> [TEXT SECTION]
● ● ● ● ● ● ●

13. Persistence

RDFox® is a main-memory system, which means that a full copy of the data loaded into the system is always held in main memory to support query answering and other operations. It is, however, possible to configure RDFox to incrementally save various types of information to persistent storage so that it may be restored in a subsequent or concurrent session.

There are three reasons to enable persistence. The first is when RDFox is being used as the System of Record for the data it contains. In this case, persisting to disk is essential in order to achieve acceptable levels of data durability. The second reason is to improve restart performance. Using persistence achieves this because it is generally faster for RDFox to reload data stored in its native format than it is to import it from other formats, or to copy it from another data store. The third reason is so that changes to the data store can be continuously replicated amongst several RDFox instances. Only the file-sequence persistence type described in Section 13.2.2 supports this last goal.

When persistence is enabled, care must be taken to ensure that sufficient disk space is available for RDFox to persist new data as well as ensuring that there is sufficient memory.

RDFox’s persistence is compliant with the ACID properties described in Section 11.

Note

Persistence does not increase the capacity of an RDFox data store beyond what can be stored in memory.

● ● ● ● ● ● ●

> [EXCERPTED DATA]
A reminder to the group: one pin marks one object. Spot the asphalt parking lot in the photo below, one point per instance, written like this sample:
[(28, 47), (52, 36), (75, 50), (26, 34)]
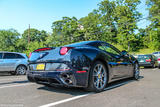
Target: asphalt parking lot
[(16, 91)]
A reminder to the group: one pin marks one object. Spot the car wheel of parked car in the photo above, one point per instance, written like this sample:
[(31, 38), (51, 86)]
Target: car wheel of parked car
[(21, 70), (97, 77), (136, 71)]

● ● ● ● ● ● ●

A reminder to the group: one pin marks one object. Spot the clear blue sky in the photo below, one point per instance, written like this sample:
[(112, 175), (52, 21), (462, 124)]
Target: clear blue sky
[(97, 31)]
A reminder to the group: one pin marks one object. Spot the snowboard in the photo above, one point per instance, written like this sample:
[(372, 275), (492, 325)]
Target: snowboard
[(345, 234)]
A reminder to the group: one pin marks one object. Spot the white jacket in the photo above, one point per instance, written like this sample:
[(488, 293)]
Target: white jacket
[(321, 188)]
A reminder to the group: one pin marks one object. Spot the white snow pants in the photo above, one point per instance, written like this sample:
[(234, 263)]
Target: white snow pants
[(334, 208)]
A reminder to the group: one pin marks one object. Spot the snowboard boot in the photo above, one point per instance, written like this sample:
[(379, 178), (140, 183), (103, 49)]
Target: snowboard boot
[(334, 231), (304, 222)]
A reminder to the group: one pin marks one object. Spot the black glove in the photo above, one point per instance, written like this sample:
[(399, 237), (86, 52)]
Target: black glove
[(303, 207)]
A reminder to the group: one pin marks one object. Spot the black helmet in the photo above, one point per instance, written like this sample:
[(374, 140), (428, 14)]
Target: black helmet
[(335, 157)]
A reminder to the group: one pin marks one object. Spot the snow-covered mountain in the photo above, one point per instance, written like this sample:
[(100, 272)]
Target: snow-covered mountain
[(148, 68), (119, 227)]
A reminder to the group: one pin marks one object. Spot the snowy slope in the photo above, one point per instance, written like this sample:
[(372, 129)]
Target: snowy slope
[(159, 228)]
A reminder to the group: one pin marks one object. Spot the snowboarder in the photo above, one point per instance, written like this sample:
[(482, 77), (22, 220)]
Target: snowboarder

● ● ● ● ● ● ●

> [TASK OBJECTIVE] Reproduce the full text on RDFox persistence word for word, from its heading to its final note.

> [THE COMPLETED TASK]
13. Persistence

RDFox® is a main-memory system, which means that a full copy of the data loaded into the system is always held in main memory to support query answering and other operations. It is, however, possible to configure RDFox to incrementally save various types of information to persistent storage so that it may be restored in a subsequent or concurrent session.

There are three reasons to enable persistence. The first is when RDFox is being used as the System of Record for the data it contains. In this case, persisting to disk is essential in order to achieve acceptable levels of data durability. The second reason is to improve restart performance. Using persistence achieves this because it is generally faster for RDFox to reload data stored in its native format than it is to import it from other formats, or to copy it from another data store. The third reason is so that changes to the data store can be continuously replicated amongst several RDFox instances. Only the file-sequence persistence type described in Section 13.2.2 supports this last goal.

When persistence is enabled, care must be taken to ensure that sufficient disk space is available for RDFox to persist new data as well as ensuring that there is sufficient memory.

RDFox’s persistence is compliant with the ACID properties described in Section 11.

Note

Persistence does not increase the capacity of an RDFox data store beyond what can be stored in memory.